# start of Supplied material
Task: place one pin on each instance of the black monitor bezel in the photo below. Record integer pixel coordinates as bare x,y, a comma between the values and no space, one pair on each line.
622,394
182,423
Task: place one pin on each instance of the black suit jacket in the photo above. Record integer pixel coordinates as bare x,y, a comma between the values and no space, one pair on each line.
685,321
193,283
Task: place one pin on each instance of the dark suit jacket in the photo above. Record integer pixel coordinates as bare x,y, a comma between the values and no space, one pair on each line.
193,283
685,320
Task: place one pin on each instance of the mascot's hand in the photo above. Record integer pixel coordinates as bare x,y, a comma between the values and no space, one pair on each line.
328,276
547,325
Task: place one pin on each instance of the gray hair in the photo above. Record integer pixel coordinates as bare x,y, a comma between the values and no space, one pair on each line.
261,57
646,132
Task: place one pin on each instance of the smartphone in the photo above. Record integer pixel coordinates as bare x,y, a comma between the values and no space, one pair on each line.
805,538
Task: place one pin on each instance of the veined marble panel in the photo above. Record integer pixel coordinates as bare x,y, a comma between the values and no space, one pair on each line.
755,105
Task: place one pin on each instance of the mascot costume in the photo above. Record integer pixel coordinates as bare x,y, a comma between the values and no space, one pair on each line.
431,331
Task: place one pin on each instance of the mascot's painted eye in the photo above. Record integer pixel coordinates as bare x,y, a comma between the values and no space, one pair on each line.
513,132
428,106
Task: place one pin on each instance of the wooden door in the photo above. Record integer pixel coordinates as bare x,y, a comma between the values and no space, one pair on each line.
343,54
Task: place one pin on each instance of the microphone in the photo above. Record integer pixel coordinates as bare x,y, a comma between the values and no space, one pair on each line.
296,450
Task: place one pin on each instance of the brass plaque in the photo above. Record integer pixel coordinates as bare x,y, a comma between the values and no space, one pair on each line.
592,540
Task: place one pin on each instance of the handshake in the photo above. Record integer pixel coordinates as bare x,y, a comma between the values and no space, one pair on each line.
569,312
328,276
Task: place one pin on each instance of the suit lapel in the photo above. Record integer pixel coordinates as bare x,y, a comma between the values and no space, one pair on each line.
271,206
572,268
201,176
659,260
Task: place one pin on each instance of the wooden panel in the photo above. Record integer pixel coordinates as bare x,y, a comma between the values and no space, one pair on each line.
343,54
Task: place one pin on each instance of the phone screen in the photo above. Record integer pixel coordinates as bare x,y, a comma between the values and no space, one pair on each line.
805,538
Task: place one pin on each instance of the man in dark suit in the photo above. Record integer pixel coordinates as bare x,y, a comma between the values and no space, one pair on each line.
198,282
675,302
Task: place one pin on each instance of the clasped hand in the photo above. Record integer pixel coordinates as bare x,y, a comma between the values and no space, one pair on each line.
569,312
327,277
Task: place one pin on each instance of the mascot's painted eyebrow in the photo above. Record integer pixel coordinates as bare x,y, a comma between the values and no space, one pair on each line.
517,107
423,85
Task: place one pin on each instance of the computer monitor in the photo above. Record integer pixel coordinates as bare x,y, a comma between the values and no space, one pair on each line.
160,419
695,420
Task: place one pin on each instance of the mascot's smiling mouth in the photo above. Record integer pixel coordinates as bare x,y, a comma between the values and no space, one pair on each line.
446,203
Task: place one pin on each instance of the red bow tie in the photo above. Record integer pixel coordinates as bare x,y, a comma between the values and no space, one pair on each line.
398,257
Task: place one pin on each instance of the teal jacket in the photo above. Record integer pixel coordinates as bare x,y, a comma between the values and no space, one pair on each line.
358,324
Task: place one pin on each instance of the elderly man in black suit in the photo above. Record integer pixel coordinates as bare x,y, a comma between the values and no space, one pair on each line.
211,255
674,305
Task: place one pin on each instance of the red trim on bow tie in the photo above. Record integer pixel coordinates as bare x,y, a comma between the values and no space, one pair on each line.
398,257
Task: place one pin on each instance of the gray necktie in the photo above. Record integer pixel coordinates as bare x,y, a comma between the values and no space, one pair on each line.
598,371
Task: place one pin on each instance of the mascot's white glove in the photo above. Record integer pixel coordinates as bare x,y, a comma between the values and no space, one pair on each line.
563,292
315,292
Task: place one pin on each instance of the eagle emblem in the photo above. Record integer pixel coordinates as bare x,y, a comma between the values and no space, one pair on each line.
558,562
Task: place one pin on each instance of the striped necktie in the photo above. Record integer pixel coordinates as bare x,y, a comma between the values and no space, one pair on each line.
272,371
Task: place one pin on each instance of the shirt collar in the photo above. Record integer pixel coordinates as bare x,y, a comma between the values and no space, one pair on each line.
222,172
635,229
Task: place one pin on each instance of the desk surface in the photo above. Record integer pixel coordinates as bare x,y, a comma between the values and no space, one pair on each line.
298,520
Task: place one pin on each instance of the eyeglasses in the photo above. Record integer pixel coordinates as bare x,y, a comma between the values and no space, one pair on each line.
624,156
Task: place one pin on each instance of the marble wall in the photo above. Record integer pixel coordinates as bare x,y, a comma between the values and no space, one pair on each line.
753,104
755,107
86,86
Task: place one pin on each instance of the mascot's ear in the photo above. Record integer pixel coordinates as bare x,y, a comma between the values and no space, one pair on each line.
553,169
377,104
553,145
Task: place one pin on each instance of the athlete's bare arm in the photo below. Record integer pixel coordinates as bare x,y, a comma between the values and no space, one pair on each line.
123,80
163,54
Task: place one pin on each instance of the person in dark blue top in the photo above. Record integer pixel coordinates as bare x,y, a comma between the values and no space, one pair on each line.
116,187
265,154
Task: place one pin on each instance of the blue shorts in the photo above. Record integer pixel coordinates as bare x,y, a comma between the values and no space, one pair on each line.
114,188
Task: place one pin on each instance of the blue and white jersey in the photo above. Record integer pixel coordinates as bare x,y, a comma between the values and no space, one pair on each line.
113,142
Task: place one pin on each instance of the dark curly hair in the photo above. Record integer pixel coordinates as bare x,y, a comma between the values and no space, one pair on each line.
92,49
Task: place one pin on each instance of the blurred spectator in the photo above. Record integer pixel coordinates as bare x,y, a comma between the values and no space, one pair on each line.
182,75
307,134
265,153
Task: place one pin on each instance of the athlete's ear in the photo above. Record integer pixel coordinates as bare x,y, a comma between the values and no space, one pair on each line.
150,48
# end of Supplied material
**Exercise instructions**
Can you write out the stretch of entries from the line containing "Task: place one pin on each instance of the blue and" through the end of the entries again, both ends included, with each request kept as it is and every x,y coordinate value in the answers scaled by 0.4 and rounded to a whole number, halves going up?

**Solution to this problem**
Task: place one pin on each instance of the blue and white jersey in the photo above. Record integer pixel coordinates as bare x,y, a comma between the values and no space, one pair on each line.
45,57
Task: place one pin on each instance of the dark curly hair in the photo above. Record integer pixel coordinates as bare x,y, a comma between the values and no space, one pair on each line.
37,20
Task: place one pin on each instance of the blurred spectator in the photo above. Record integer pixel coordinates as bare x,y, a comma between the values and no space, one pair on each line.
73,30
123,54
106,61
Task: place one pin on each instance of the athlete's ear in the photo above. Record integer pixel coordinates as bare x,y, a comma between the values and no space, one pair on each line.
60,19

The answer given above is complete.